(Aim of the task): State how many lines in the listing below contain the string "white". Give the number alone.

(Material provided):
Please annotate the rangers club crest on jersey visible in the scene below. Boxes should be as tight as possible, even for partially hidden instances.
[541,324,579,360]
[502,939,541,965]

--

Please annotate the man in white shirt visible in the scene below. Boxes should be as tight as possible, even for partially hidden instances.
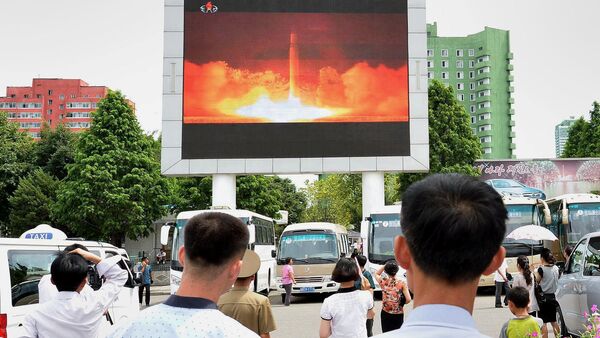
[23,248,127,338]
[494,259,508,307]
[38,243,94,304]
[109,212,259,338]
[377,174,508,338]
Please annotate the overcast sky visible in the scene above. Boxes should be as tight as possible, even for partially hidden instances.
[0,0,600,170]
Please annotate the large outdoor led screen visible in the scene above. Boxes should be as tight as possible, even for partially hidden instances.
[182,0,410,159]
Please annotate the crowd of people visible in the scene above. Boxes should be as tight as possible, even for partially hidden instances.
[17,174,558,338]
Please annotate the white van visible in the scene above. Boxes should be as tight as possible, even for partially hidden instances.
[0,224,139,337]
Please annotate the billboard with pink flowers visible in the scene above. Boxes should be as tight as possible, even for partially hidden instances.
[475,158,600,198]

(Result below): 2